Required action:
Of the lines in the data below, write out exactly those from the one holding "cabinet shown in this photo." through the one holding "yellow towel shown in this photo.", both included.

Materials provided:

···

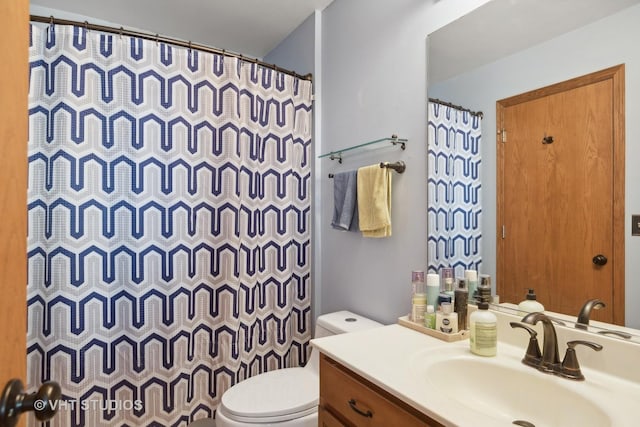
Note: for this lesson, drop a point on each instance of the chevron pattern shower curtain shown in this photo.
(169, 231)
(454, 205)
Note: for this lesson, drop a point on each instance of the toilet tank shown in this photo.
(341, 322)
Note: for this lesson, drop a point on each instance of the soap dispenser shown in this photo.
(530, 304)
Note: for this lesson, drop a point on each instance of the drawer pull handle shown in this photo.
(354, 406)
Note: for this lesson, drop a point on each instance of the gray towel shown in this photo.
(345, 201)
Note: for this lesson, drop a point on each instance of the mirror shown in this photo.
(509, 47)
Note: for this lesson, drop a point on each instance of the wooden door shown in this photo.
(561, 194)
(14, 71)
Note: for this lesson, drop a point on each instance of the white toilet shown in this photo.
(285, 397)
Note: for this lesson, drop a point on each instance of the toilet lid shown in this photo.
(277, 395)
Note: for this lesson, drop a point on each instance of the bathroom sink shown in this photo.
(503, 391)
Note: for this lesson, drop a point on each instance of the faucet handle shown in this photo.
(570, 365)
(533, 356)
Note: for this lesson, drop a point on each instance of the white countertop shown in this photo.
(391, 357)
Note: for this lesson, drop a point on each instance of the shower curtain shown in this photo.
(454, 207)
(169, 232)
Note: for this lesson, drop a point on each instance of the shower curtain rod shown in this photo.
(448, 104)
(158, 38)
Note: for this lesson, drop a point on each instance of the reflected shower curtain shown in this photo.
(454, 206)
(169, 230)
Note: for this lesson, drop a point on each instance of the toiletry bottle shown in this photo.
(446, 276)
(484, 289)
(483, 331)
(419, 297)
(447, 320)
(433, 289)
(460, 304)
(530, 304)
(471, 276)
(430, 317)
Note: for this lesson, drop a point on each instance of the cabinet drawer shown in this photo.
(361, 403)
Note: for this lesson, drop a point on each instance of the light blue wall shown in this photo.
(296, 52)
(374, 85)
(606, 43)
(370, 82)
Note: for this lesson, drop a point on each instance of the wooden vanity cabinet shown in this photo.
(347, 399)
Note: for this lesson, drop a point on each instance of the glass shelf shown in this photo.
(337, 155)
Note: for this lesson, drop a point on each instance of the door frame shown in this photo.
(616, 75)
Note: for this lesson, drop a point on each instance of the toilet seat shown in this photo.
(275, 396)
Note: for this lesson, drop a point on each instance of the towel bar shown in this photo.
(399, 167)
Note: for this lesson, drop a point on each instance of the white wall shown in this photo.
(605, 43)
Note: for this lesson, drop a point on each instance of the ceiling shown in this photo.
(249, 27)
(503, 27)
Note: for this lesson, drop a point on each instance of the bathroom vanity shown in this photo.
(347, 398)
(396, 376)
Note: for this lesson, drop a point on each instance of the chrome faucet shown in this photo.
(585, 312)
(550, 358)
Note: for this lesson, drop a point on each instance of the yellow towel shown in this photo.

···

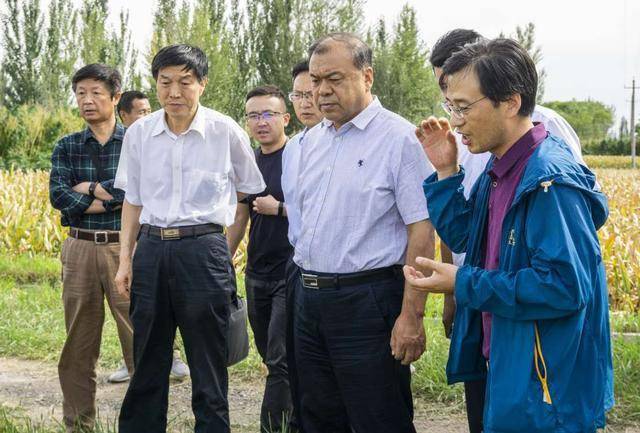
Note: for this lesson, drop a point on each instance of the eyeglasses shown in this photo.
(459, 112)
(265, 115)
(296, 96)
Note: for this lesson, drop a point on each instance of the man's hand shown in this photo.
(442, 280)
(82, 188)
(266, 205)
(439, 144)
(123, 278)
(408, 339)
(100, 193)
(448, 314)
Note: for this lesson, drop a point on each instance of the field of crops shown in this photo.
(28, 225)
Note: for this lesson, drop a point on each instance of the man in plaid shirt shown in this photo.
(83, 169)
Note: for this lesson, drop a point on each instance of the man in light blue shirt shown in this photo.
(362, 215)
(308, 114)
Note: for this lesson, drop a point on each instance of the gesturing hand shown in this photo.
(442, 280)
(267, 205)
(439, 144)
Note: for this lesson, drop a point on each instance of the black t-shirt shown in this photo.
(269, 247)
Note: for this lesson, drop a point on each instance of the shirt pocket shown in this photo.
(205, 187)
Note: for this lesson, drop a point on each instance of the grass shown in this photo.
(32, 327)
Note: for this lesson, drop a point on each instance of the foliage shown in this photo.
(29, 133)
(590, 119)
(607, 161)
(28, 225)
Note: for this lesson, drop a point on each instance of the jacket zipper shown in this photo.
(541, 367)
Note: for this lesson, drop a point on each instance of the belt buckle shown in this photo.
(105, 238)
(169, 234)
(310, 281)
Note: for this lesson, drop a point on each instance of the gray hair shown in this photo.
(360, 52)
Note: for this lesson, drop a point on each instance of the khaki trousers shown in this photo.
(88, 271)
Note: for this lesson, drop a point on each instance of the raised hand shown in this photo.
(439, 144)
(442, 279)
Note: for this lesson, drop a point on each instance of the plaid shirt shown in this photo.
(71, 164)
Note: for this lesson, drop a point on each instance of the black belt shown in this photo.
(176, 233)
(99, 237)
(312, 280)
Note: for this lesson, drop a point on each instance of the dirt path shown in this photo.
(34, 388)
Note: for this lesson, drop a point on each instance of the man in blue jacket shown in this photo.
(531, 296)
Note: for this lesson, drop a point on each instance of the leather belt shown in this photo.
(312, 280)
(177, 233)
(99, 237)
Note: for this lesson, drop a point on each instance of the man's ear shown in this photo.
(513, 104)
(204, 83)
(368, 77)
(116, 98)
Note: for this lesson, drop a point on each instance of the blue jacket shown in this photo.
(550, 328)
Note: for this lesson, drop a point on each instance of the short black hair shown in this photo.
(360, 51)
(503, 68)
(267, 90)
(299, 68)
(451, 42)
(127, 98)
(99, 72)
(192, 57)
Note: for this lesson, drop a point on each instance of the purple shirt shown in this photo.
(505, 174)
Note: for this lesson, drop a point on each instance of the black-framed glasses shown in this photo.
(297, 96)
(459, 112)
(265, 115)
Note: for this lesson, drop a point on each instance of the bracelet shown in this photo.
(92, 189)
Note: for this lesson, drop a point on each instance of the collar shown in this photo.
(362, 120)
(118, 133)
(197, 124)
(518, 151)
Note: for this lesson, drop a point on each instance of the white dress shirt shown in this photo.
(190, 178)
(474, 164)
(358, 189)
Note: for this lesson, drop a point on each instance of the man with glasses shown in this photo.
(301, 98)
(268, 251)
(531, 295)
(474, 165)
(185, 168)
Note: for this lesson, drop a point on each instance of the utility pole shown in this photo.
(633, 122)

···

Completed exercise:
Note: for this lesson, drop a point on each instance of the wooden vanity cabinet shown in this photo.
(347, 399)
Note: for this lesson, drop a point on each instance of the glass shelf shown in this photo.
(337, 155)
Note: for this lesson, drop a point on each instance of the door frame shown in this photo.
(616, 75)
Note: for this lesson, drop a point on each instance of the toilet seat shown in this photo.
(275, 396)
Note: for this lesson, drop a point on each instance of the towel bar shown in this photo.
(399, 167)
Note: for this lesson, drop a point on each instance of the white wall shown in this photo.
(605, 43)
Note: for this lesson, drop a point on each instance of the ceiling shown in this photo.
(249, 27)
(503, 27)
Note: for this lesson, drop a point on each instance of the bathroom vanity shown in this photo.
(347, 398)
(396, 376)
Note: for this lesson, drop a point on each instance of the chrome faucet shown in this photo.
(585, 312)
(550, 358)
Note: for this lesson, drop a point on each instance of the yellow towel shown in this photo.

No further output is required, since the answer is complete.